» **WRITTEN PROBLEM**
Copy every one of the following items word for word, keeping each line as it appears.

» **PROVIDED DATA**
------

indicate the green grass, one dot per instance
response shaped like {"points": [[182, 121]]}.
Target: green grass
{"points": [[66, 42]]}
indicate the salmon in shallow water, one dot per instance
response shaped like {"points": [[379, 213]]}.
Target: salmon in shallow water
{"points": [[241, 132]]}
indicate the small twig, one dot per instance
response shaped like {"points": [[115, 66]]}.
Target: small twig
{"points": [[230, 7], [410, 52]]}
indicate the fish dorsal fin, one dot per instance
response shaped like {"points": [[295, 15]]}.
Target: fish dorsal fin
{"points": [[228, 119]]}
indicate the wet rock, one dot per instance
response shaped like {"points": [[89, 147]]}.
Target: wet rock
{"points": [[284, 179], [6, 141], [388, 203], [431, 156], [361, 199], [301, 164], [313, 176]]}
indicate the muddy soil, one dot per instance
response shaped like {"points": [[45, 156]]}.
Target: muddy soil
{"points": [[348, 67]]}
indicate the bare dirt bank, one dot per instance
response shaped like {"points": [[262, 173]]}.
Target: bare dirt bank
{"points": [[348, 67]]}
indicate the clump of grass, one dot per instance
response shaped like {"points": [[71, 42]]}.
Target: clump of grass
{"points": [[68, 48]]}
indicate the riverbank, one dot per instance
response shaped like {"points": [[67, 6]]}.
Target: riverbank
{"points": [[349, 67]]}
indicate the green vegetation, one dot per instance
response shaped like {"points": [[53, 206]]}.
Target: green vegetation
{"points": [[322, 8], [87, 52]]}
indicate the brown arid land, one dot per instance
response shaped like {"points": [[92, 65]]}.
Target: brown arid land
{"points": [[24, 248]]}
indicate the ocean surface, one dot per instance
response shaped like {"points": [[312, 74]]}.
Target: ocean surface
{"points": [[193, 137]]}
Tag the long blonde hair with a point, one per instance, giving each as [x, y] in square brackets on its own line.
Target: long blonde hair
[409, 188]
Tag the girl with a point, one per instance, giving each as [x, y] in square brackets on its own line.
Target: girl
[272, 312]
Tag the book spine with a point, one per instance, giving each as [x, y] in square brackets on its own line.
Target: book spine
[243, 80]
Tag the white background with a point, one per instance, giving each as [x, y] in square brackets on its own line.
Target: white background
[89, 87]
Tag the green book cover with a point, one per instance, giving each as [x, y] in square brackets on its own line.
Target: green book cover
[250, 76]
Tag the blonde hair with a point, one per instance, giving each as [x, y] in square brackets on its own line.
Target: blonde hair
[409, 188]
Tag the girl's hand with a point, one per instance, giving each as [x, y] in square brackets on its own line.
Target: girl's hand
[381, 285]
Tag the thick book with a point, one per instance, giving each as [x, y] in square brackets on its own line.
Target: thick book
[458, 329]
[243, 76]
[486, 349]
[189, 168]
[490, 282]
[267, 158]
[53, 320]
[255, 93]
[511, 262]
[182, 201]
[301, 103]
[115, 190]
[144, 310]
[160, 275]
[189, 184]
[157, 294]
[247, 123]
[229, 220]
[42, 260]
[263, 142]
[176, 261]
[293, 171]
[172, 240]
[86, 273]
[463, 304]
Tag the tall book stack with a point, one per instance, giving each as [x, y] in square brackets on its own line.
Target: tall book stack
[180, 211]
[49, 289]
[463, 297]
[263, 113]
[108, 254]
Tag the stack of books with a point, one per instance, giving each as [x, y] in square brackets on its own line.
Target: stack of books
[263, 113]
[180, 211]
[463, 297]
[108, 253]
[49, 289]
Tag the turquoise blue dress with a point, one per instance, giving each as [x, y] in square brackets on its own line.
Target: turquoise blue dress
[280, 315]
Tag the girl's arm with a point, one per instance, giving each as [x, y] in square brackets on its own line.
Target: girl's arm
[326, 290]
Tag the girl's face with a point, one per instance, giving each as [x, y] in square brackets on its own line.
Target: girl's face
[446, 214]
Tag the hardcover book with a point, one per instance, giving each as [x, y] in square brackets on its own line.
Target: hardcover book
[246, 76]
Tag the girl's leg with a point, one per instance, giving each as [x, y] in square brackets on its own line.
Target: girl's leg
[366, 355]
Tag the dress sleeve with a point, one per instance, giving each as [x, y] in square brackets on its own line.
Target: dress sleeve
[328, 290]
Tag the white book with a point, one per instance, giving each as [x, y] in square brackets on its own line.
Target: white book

------

» **FULL OUTPUT**
indicate the green grass, one dot per instance
response shaped like {"points": [[182, 121]]}.
Target: green grass
{"points": [[66, 42]]}
indicate the salmon in shallow water, one dot per instance
response shaped like {"points": [[379, 213]]}.
Target: salmon in shallow water
{"points": [[241, 132]]}
indicate the small twig, one dot per instance
response shaped like {"points": [[115, 66]]}.
Target: small twig
{"points": [[230, 7], [410, 52]]}
indicate the fish dorsal fin, one dot per instance
response shaped like {"points": [[295, 15]]}.
Target: fish dorsal fin
{"points": [[228, 119]]}
indicate the wet rock, one dot per instance
response shaped like {"points": [[89, 147]]}.
Target: wet rock
{"points": [[284, 179], [6, 141], [388, 203], [431, 156], [361, 199], [301, 164], [313, 176]]}
indicate the muddy soil, one dot per instance
response shaped like {"points": [[45, 156]]}.
Target: muddy soil
{"points": [[348, 67]]}
indicate the bare dirt bank, one dot per instance
response shaped like {"points": [[262, 173]]}.
Target: bare dirt bank
{"points": [[348, 67]]}
indicate the clump of grass, one dot per instance
response shaped like {"points": [[71, 42]]}.
Target: clump of grass
{"points": [[68, 48]]}
indicate the riverbank, one dot per instance
response shaped like {"points": [[67, 6]]}.
Target: riverbank
{"points": [[349, 67]]}
indicate the green vegetation, one dot per instance
response shaped like {"points": [[53, 206]]}.
Target: green vegetation
{"points": [[322, 8], [87, 52]]}
indicate the brown arid land, one dot per instance
response shaped like {"points": [[92, 65]]}.
Target: brown arid land
{"points": [[24, 248]]}
indicate the ocean surface, one dot per instance
response shaped like {"points": [[312, 74]]}.
Target: ocean surface
{"points": [[193, 137]]}
Tag the long blonde hair with a point, one per instance, giving each as [x, y] in square brackets on its own line.
Target: long blonde hair
[409, 188]
Tag the girl with a point, one per instance, giving each as [x, y] in square brackets on its own line.
Target: girl
[272, 312]
Tag the book spine with a point, one per instance, giving each as [x, y] in square brackets on its own line.
Target: book spine
[243, 80]
Tag the white background with a point, one per instance, giving each as [x, y] in square brackets on its own line.
Target: white background
[89, 87]
Tag the green book cover with a point, one per instance, giving each as [x, y] in square brackets on its own line.
Target: green book cover
[250, 76]
Tag the blonde hair with a point, one per instance, giving each as [x, y] in square brackets on its own line.
Target: blonde hair
[409, 188]
Tag the girl's hand with a point, one per instance, giving each as [x, y] in square brackets on its own line.
Target: girl's hand
[381, 285]
Tag the thick book with a point, one per instance, giving each as [x, y] in square brackets on its own line.
Target: thick book
[458, 329]
[243, 76]
[486, 349]
[189, 168]
[490, 282]
[267, 158]
[53, 320]
[255, 93]
[511, 262]
[182, 201]
[301, 103]
[115, 190]
[144, 310]
[160, 275]
[189, 184]
[157, 294]
[247, 123]
[229, 220]
[42, 260]
[263, 142]
[176, 261]
[293, 171]
[172, 240]
[86, 273]
[463, 304]
Tag the tall book stack with a point, one per instance, giving each as [x, y] in square brackets on its own line.
Target: tall book stack
[180, 211]
[49, 289]
[463, 297]
[263, 113]
[108, 254]
Tag the stack of books with a point, one per instance, giving each as [x, y] in square brackets on its own line.
Target: stack of books
[263, 113]
[180, 211]
[463, 297]
[108, 253]
[49, 289]
Tag the turquoise blue dress with a point, one per instance, giving each as [x, y] in square brackets on its own line.
Target: turquoise blue dress
[280, 315]
Tag the girl's arm with a point, one per instance, giving each as [x, y] in square brackets on its own line.
Target: girl's arm
[326, 290]
Tag the girl's face with a point, one per instance, giving each as [x, y] in square brackets on its own line.
Target: girl's face
[446, 214]
Tag the hardcover book with a point, one per instance, giving each as [x, y] in square brackets on its own line.
Target: hardcover book
[246, 76]
Tag the girl's leg with a point, one per instance, giving each as [x, y] in square brackets on its own line.
Target: girl's leg
[366, 355]
Tag the dress sleeve with a point, one per instance, giving each as [x, y] in square brackets on its own line.
Target: dress sleeve
[328, 290]
Tag the white book with a point, one per instance, giving each as [x, y] in square brackets on its own line.
Target: white book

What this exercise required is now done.